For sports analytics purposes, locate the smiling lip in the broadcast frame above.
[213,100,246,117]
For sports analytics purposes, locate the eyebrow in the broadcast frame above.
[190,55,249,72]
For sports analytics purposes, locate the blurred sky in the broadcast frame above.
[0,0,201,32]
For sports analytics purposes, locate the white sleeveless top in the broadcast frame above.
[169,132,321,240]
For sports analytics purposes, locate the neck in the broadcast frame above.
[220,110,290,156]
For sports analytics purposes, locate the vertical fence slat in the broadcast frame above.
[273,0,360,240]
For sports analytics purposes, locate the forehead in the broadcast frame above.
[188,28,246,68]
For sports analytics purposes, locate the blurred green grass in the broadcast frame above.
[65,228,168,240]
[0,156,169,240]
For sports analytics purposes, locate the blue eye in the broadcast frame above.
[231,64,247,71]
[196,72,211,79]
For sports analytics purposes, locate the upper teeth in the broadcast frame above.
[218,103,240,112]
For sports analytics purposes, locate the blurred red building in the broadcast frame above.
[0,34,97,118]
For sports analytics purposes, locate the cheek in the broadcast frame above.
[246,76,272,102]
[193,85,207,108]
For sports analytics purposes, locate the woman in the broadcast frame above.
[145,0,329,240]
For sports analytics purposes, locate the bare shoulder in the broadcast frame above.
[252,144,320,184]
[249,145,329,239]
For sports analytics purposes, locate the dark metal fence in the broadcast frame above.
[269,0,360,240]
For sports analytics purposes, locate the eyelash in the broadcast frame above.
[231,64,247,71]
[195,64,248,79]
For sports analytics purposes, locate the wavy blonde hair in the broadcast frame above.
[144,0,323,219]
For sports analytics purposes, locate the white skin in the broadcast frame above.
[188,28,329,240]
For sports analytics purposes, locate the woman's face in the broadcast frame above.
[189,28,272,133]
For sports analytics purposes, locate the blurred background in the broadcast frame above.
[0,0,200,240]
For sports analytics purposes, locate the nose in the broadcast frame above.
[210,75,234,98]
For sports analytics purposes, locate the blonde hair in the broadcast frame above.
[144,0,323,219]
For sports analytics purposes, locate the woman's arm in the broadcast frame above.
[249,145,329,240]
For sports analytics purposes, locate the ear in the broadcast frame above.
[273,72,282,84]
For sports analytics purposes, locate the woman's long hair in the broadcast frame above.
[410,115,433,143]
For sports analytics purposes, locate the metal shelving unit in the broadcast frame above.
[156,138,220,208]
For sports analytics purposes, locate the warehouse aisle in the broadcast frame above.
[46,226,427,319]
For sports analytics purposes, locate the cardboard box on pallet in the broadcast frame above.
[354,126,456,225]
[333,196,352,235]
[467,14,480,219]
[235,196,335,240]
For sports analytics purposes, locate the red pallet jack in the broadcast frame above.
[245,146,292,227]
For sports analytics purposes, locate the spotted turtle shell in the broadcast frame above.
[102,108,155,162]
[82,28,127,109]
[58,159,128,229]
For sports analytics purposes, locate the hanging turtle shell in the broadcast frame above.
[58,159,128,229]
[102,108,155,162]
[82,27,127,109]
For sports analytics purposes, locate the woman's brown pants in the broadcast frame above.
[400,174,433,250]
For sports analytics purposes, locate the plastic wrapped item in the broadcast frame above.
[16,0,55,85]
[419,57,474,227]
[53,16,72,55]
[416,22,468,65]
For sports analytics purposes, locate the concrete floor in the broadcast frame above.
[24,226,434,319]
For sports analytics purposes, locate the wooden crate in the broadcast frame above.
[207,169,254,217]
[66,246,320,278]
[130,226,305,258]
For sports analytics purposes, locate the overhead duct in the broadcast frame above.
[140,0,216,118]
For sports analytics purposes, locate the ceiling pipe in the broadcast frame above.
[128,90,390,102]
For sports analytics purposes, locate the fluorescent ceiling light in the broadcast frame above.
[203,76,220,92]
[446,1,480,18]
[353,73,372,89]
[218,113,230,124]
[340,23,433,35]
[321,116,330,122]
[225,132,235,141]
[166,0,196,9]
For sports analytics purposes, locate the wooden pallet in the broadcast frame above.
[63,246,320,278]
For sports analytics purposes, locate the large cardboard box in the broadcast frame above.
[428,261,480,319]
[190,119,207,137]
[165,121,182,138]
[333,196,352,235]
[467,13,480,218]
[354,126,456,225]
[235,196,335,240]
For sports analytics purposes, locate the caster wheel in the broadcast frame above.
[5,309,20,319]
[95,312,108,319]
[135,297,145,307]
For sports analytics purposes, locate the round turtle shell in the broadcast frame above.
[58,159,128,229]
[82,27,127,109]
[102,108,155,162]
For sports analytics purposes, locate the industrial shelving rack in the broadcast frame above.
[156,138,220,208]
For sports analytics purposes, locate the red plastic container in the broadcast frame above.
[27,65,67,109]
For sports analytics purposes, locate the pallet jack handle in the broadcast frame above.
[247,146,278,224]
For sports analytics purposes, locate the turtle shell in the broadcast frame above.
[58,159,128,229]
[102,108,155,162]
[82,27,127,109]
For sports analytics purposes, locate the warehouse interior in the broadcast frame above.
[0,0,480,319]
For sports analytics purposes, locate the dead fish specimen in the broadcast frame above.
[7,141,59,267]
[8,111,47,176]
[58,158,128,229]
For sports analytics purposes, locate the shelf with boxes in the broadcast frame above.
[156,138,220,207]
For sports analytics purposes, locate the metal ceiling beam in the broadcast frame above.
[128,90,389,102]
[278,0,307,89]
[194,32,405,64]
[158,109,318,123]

* WHAT THE EXERCISE ASKS
Gather each line of the records above that contains the string "pallet". Matching is case-sensitive.

* FULL OUTPUT
For sports analytics purposes, locate the cardboard box on pallet in the broadcast frame above.
For sports analytics purposes, locate the red pallet jack in the broadcast frame above.
For sports analytics purposes, locate the wooden pallet in the broadcast frame above.
For sports analytics purposes, locate the pallet jack handle in the broadcast frame above.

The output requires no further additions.